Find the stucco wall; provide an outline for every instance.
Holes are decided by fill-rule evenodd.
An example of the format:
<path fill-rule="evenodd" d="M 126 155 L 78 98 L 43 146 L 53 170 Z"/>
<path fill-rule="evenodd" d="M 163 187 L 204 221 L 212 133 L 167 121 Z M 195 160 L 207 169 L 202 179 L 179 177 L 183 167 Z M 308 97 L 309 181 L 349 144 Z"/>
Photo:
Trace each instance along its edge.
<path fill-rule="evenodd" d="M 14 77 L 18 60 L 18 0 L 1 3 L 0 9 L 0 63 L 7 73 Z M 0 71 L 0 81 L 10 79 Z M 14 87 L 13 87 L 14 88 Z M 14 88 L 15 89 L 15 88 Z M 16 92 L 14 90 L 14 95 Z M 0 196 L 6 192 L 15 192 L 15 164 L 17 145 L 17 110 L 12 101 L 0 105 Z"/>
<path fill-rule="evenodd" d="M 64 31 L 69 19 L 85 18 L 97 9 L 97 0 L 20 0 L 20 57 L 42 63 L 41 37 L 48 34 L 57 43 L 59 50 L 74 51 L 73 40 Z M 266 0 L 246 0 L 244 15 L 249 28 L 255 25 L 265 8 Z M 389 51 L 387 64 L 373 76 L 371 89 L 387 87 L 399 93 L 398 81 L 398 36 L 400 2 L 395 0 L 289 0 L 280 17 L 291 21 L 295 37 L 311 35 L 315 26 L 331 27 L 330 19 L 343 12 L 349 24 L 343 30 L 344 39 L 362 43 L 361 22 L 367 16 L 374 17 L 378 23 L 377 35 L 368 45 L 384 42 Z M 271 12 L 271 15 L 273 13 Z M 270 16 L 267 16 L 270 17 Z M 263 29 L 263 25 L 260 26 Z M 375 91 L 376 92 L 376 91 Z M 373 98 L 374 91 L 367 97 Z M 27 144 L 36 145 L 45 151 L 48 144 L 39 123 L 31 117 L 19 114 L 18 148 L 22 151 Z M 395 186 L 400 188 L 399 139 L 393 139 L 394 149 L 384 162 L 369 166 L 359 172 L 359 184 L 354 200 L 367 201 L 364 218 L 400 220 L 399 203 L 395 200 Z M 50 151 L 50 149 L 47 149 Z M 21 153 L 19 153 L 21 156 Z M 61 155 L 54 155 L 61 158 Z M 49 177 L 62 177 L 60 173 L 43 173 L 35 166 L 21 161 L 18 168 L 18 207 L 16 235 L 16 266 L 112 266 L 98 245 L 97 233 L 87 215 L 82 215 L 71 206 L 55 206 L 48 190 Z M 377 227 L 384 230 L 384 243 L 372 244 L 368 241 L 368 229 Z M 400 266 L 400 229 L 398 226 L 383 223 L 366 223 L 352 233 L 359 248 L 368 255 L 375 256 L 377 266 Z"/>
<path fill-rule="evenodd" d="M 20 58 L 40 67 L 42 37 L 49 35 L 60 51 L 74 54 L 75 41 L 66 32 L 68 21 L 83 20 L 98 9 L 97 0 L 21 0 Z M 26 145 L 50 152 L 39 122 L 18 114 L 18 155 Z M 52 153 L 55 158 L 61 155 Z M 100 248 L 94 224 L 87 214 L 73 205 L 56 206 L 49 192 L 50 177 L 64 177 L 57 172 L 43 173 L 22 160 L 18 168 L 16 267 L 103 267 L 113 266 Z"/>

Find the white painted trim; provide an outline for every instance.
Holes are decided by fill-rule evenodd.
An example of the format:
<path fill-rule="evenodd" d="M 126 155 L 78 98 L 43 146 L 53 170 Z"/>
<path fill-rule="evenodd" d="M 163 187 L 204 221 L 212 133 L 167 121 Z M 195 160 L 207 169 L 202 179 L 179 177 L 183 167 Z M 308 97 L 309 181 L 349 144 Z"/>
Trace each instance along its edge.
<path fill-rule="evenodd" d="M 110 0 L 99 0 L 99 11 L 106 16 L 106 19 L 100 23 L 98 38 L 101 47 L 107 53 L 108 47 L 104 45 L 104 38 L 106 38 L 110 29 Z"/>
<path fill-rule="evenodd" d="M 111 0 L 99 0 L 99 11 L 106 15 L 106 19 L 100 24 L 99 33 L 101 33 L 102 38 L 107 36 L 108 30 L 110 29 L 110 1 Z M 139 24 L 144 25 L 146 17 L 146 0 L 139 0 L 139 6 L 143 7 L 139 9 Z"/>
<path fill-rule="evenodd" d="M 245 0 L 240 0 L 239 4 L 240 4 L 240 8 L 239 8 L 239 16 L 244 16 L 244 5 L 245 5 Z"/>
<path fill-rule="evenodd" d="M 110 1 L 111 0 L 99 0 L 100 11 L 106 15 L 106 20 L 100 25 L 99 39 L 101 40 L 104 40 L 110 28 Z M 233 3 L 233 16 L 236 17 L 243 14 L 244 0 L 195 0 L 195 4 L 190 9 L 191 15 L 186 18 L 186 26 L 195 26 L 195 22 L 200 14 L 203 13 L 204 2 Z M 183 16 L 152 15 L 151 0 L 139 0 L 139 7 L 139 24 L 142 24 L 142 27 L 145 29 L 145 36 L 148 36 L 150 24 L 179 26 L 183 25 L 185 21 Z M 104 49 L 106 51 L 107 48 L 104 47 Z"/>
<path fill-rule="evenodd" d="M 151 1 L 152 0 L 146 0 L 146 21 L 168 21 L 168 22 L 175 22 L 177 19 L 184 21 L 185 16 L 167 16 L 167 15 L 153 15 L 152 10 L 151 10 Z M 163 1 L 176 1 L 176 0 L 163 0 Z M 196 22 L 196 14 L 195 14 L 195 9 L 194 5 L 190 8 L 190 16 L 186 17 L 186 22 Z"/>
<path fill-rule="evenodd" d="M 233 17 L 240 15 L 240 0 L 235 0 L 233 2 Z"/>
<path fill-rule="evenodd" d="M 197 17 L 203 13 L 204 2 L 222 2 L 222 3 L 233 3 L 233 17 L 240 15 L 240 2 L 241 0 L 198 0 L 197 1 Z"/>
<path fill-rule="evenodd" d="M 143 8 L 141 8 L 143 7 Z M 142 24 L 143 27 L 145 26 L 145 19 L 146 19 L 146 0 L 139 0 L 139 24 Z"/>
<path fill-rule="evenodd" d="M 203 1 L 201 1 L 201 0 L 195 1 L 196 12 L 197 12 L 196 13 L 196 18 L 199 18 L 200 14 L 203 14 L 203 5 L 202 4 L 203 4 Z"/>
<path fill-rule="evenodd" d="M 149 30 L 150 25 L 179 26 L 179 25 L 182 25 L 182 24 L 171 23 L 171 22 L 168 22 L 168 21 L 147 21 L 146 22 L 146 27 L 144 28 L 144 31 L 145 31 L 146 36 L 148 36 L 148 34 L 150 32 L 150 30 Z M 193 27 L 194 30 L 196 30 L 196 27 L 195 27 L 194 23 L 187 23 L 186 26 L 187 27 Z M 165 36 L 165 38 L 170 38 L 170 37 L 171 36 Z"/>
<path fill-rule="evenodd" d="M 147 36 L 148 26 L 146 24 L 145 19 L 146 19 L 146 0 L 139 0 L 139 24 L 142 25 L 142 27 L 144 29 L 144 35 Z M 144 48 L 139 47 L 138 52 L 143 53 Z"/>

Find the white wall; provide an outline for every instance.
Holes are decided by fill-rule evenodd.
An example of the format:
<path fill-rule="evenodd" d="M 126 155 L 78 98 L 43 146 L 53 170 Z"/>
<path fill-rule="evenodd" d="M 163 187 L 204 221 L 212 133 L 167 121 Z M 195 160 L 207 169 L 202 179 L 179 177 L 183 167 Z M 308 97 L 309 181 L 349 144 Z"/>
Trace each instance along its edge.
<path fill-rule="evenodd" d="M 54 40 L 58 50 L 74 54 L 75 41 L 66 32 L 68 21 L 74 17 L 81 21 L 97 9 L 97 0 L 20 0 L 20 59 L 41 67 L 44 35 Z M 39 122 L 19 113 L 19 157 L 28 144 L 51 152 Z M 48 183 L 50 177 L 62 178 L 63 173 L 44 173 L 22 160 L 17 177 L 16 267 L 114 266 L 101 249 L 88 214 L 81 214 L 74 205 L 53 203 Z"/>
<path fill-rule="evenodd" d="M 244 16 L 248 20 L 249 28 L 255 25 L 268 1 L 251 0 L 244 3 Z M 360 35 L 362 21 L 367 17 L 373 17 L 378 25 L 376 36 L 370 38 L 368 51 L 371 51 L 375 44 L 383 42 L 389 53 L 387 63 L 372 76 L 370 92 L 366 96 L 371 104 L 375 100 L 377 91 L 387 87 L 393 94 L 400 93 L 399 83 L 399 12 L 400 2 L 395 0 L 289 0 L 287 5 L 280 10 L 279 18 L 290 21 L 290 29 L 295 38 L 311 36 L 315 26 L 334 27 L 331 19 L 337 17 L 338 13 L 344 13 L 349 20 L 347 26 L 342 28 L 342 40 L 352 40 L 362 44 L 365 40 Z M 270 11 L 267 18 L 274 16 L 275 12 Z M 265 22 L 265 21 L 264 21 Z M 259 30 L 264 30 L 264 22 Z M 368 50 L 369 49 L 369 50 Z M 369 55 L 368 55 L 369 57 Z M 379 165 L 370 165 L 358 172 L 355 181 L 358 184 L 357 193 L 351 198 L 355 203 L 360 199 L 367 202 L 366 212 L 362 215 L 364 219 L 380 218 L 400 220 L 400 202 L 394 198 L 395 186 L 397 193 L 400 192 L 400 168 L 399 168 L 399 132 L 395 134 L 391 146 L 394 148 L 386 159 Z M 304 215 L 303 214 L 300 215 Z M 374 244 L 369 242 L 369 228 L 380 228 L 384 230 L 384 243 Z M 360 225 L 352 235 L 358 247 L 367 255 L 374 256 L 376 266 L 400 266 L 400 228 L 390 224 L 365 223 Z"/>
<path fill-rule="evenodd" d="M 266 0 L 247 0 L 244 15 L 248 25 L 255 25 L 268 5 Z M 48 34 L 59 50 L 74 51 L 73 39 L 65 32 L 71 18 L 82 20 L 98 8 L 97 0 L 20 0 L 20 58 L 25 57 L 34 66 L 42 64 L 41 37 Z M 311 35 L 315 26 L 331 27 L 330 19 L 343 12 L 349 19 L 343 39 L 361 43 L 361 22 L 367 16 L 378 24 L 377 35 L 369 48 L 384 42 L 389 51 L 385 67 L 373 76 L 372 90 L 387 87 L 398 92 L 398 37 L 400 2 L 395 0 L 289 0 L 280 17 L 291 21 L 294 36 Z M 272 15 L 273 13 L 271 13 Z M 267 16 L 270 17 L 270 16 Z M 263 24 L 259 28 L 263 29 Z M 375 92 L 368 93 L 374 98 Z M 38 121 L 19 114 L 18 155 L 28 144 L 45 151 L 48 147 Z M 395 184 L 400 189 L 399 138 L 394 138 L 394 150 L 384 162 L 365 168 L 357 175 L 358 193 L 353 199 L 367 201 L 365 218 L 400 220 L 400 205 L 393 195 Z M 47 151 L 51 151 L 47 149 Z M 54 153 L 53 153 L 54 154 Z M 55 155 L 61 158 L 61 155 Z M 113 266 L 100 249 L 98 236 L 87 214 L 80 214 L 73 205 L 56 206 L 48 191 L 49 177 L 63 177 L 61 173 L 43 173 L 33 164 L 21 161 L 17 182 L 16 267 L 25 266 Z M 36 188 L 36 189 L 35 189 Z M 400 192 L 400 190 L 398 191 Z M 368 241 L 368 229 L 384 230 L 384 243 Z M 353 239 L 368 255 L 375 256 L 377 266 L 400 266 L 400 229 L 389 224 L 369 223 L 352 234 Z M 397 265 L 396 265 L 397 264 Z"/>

--------------------------------------------------

WHAT YOU SHOULD DO: In the material above, find each line that has the string "white" and return it.

RESPONSE BOX:
Find the white painted trim; provide an outline for every instance.
Find the white wall; provide an outline for every instance.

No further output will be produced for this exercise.